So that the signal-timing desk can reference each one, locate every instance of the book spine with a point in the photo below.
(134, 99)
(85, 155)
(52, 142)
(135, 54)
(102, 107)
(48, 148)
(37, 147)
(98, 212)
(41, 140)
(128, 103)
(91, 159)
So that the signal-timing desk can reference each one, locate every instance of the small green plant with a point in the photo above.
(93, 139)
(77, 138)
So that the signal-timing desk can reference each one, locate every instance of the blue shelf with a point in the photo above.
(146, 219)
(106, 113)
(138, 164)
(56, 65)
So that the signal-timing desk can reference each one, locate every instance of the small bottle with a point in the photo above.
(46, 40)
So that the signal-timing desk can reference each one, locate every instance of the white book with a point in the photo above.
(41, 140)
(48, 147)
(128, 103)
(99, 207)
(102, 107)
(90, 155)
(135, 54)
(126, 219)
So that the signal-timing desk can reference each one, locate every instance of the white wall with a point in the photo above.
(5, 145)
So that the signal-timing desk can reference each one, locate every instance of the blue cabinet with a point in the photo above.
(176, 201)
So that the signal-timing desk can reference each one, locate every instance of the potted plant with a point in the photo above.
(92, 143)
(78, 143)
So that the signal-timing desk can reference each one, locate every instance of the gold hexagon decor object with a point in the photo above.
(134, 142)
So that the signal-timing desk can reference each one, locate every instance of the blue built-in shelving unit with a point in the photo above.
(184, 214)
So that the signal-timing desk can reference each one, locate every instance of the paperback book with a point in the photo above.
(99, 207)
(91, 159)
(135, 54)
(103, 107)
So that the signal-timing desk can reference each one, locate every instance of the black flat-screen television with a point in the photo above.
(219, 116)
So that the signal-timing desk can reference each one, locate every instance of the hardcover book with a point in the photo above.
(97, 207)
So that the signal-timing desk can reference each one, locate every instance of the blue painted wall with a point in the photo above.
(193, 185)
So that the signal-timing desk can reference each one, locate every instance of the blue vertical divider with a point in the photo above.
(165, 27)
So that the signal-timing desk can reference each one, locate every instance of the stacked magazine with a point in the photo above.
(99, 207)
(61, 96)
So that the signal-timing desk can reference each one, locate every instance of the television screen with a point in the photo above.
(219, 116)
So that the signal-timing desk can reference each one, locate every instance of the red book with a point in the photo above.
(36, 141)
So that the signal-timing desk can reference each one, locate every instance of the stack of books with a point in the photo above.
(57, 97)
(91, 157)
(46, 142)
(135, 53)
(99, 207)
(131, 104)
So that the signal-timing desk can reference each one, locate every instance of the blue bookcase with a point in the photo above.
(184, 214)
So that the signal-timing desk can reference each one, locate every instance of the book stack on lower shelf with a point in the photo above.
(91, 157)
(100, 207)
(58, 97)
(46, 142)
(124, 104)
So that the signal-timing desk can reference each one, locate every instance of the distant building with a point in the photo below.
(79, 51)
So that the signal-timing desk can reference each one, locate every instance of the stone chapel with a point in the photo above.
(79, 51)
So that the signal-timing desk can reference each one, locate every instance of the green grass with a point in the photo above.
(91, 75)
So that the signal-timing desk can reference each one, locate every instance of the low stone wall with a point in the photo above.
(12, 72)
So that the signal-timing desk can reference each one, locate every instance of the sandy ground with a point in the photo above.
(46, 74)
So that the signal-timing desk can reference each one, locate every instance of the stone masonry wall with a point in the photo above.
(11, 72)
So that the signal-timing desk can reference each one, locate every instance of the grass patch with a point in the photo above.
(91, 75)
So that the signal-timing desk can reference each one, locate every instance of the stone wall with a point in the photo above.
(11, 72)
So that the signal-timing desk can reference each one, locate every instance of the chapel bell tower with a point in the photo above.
_____
# [Requirement]
Copy out the lines starting at the one containing "the low stone" and ending with the last line of the entries. Include nothing else.

# [Task answer]
So that the signal-timing desk can reference each one, locate every instance of the low stone wall with a point in the photo above.
(12, 72)
So that the signal-timing desk can reference each one, locate every instance of the sandy ground with a point in the photo above.
(46, 74)
So that the signal-timing desk can reference each one, locate every instance of the stone masonry wall with a point in the photo above.
(11, 72)
So that the signal-timing desk can reference each one, locate every instance of the grass patch with a point in the photo above.
(91, 75)
So that the signal-timing desk can reference each one, locate every instance of the stone wall with a point in the photo above.
(11, 72)
So that the signal-timing desk can reference each one, locate every instance of the chapel bell tower with a point in the photo above.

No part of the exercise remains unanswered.